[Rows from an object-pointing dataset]
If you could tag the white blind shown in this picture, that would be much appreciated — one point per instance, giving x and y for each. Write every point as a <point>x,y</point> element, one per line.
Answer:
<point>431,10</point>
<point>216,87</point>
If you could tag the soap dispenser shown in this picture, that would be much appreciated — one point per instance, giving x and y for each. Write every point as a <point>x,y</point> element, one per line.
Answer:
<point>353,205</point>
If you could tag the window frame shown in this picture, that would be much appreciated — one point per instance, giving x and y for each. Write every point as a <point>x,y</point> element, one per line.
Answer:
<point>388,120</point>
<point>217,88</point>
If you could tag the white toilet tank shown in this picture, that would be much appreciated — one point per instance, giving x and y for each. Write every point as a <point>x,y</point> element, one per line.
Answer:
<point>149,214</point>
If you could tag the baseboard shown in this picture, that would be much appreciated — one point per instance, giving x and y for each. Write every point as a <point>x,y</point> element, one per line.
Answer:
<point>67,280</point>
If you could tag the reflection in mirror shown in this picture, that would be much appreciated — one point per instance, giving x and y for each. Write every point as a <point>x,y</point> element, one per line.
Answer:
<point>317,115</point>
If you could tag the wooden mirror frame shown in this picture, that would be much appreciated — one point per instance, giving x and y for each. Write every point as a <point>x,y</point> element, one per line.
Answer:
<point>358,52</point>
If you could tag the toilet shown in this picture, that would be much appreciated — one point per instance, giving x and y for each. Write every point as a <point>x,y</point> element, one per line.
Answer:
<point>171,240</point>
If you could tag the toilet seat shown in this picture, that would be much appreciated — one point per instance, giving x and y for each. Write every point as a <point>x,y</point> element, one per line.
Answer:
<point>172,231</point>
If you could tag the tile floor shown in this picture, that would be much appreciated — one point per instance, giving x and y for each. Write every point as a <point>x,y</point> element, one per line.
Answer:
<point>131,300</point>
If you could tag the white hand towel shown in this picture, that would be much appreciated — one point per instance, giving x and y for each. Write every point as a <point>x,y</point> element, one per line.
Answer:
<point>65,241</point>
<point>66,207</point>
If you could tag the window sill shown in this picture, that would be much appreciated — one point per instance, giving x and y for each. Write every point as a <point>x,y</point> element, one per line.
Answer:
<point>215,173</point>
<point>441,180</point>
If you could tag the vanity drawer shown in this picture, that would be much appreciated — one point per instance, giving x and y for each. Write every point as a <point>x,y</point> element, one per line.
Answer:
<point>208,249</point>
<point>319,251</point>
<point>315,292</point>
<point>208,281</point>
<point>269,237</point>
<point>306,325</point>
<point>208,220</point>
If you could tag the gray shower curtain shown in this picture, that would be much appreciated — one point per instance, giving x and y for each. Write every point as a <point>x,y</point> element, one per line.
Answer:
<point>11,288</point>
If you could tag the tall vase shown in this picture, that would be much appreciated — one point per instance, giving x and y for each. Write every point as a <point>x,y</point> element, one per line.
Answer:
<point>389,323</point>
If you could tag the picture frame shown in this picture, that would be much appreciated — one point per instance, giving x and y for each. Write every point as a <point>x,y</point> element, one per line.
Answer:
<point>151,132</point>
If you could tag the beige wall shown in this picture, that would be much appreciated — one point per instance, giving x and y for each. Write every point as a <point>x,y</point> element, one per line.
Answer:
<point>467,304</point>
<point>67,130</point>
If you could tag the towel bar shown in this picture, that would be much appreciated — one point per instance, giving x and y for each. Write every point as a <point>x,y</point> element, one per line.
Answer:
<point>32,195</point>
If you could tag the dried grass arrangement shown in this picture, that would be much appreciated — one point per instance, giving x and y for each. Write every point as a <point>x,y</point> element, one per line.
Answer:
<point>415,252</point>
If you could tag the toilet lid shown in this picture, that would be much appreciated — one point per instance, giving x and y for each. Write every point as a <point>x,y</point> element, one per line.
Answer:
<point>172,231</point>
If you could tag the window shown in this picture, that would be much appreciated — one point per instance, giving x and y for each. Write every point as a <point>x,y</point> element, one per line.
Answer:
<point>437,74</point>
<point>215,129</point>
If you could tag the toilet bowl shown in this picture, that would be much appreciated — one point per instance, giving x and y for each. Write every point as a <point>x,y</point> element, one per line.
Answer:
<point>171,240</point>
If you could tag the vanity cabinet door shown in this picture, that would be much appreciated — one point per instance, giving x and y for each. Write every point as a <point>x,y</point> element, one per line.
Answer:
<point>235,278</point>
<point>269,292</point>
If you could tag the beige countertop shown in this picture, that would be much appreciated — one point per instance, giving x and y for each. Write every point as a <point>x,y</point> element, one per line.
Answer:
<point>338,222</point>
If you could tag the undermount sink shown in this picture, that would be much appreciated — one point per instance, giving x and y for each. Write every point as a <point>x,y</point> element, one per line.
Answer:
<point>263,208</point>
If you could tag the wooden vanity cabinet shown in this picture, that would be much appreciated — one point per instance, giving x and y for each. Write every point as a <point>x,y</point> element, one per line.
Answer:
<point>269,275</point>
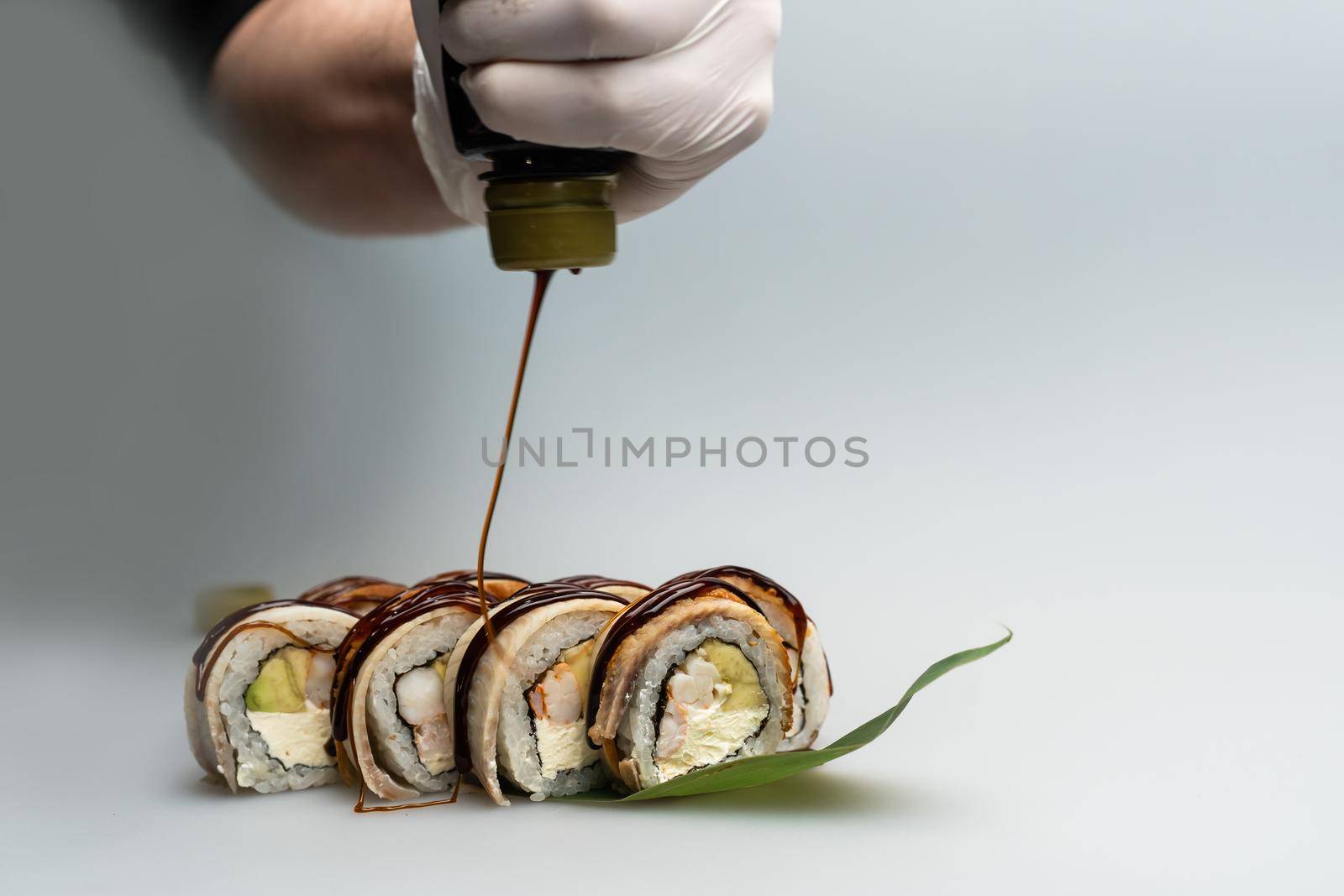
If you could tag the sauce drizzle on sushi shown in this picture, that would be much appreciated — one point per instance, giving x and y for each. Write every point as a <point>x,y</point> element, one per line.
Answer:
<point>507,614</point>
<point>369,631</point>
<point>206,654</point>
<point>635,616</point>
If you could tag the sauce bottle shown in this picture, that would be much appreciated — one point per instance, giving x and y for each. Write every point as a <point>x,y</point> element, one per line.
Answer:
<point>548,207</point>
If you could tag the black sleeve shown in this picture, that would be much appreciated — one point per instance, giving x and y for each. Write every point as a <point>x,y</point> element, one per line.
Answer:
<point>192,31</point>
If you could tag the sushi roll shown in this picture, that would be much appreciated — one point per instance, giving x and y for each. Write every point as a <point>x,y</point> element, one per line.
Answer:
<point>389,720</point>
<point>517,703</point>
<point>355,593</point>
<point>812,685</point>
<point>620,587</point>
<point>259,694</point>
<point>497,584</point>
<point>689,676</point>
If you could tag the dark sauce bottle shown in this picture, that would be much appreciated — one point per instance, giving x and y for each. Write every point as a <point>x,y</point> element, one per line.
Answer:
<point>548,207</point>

◆ **Short task**
Please reproduce every line of the records above word for word, leaving the pictures out of your answer.

◆ **Exercise answer**
If you could tag the white blind shown in this picture, that would be much appreciated — one point per instance, giving x and y for each. Write every point as a <point>x,y</point> element, one per line.
Answer:
<point>431,10</point>
<point>216,87</point>
If you could tag the soap dispenser shown in this picture, that would be much appreciated — one point per instance, giving x and y for each. Write every point as a <point>x,y</point> element, one per line.
Answer:
<point>353,205</point>
If you could tag the window frame shown in this picture, that would be much appreciated — one point per instance, giving x and y for each. Write every point as a <point>x,y</point> element, one per line.
Answer:
<point>388,120</point>
<point>217,88</point>
If you could tag the white toilet tank shown in this picture, that would be much appreciated — one point per instance, giving x and y for each. Write every point as a <point>x,y</point> element, one per line.
Answer:
<point>149,214</point>
If you could tag the baseboard shown in this picture, that would be much appreciated — one point per instance, giving x and y for each. Write every point as a <point>x,y</point> element, one per line.
Answer:
<point>67,280</point>
If you could tag the reflection in mirror shown in this picture, that would be much appreciated — one point per instance, giving x and y for each. Write every point as a <point>x,y</point> element, one per line.
Answer:
<point>317,115</point>
If you could tag the wooden mirror frame shown in this picture, that would be much appreciated — one point per instance, giving x and y for each. Write every point as a <point>x,y</point> element, one per line.
Answer:
<point>358,52</point>
If you could tag the toilet shown in this picture, that would be much appreciated — one point per instance, giving x and y for each. Write every point as a <point>x,y</point> element, one per line.
Answer:
<point>171,240</point>
If you could tag the toilet seat shown in this picture, that would be much appreciated — one point per instance, giving x and y for each. Write every point as a <point>x,y</point> element, one per line.
Answer:
<point>172,231</point>
If you could tag the tile floor shown in this picture, that would be much appreciated — one point per instance, giving x and y for each. Write every point as a <point>x,y</point> element, one per line.
Answer:
<point>131,300</point>
If you could tag the white hand towel shown in this picture, that would be much appreciated — one point per instance, giving x and y for each. Write every point as a <point>x,y</point> element, one per line.
Answer:
<point>65,241</point>
<point>66,207</point>
If you could tag the window sill shown in this picture, that would be much appreciated — one point per instance, giving x and y for each. Write every point as a <point>x,y</point> element, one per line.
Answer:
<point>215,173</point>
<point>441,180</point>
If you could tag the vanity drawer shown in this picture, that would be much appreciated — one point per instance, giving x and y for each. Write every point as a <point>x,y</point> element, one per line.
Answer:
<point>208,249</point>
<point>319,251</point>
<point>315,292</point>
<point>208,281</point>
<point>269,237</point>
<point>306,325</point>
<point>208,220</point>
If you could tag the gray shower curtain shown in this picture, that would be much appreciated — one point per instance, giving x and y for each. Write every point as a <point>x,y</point> element, one per line.
Answer:
<point>11,288</point>
If you could tag the tall vase shown in this picture, that would be much appreciated — one point per instance, giving x and y for each. Write every point as a <point>x,y</point> element, one per line.
Answer:
<point>389,323</point>
If you could tag the picture frame shown in this picture, that would be much appreciated — one point per instance, giving x and y for each. Write every point as a <point>x,y</point> element, one per line.
Answer:
<point>151,132</point>
If you could tag the beige wall shown in this picture, that would be much appreciated — one point per instance, giving x and y for each. Write every point as a <point>x,y</point> element, one per line.
Answer:
<point>467,304</point>
<point>67,130</point>
If you could tag the towel bar shown in this picture, that would be much appreciated — one point per instance, giving x and y for each. Write every point as a <point>x,y</point> element, one per line.
Answer:
<point>32,195</point>
If you could tag the dried grass arrangement shown in this picture, that would be much appreciated — one point per instance, giving x and y for each. Write every point as a <point>x,y</point> element, one per line.
Answer:
<point>415,252</point>
If you could tag the toilet lid shown in this picture, that would be much appreciated — one point per instance, giving x and y for each. Write every point as a <point>x,y</point> element, one per line.
Answer:
<point>172,231</point>
If you could tag the window shown in this picture, that would be much appreciated — one point per instance, giving x and y for each. Write every point as a <point>x,y</point> element, one per line.
Answer:
<point>437,74</point>
<point>215,129</point>
If you could tag the toilet bowl shown in this picture, that would be much appreciated — one point per instance, giving x and y for each. Write every point as a <point>x,y</point> element, one per line.
Answer:
<point>171,240</point>
If you could tag the vanity cabinet door shown in this picture, that would be much appreciated — one point per instance, giving x and y for each. Write every point as a <point>x,y</point> element, one per line.
Answer:
<point>235,278</point>
<point>269,292</point>
If you could tag the beige countertop shown in this picture, that would be much appreciated — one point per instance, giving x and y for each. Write every point as a <point>x,y</point> element, one per line.
Answer:
<point>338,222</point>
If you could tag the undermount sink shown in this picture, that would be much appreciated — one point per instance, giving x and y for each. Write every point as a <point>x,y</point> element, one per line.
Answer:
<point>263,208</point>
If you could tag the wooden vanity cabinet shown in this picture, that would be much appreciated — one point per instance, giving x and y for each. Write every point as a <point>x,y</point> element, one per line.
Answer:
<point>269,275</point>
If you could tag the sauce drizzle on sushi shown in this picture, that would be much appreciated — one point per instance, giving x and y for each. Write every point as a <point>x,y</point> element, one per line.
Answer:
<point>507,614</point>
<point>369,631</point>
<point>206,654</point>
<point>635,616</point>
If you could tag the sauce bottle shown in this picture, that would be much appreciated — one point per instance, giving x and y for each. Write every point as a <point>x,y</point> element, one per line.
Answer:
<point>548,207</point>
If you could tag the black sleeve shown in this picture, that would be much appreciated — one point per instance, giving x and y for each. Write every point as a <point>x,y</point> element, one per line.
Answer:
<point>192,31</point>
If you could tag the sushi roll shown in this picture, that would be much appreciated — one point per instance, giving x and y for each. Write every point as a <point>x,y</point> element, one per line.
Answer:
<point>389,720</point>
<point>517,703</point>
<point>355,593</point>
<point>812,685</point>
<point>620,587</point>
<point>259,694</point>
<point>497,584</point>
<point>689,676</point>
If you could tag the dark sauce bottle shown in this picture, that would be much appreciated — one point per instance, giving x and y for each. Write every point as a <point>x,y</point> element, one per line.
Answer:
<point>548,207</point>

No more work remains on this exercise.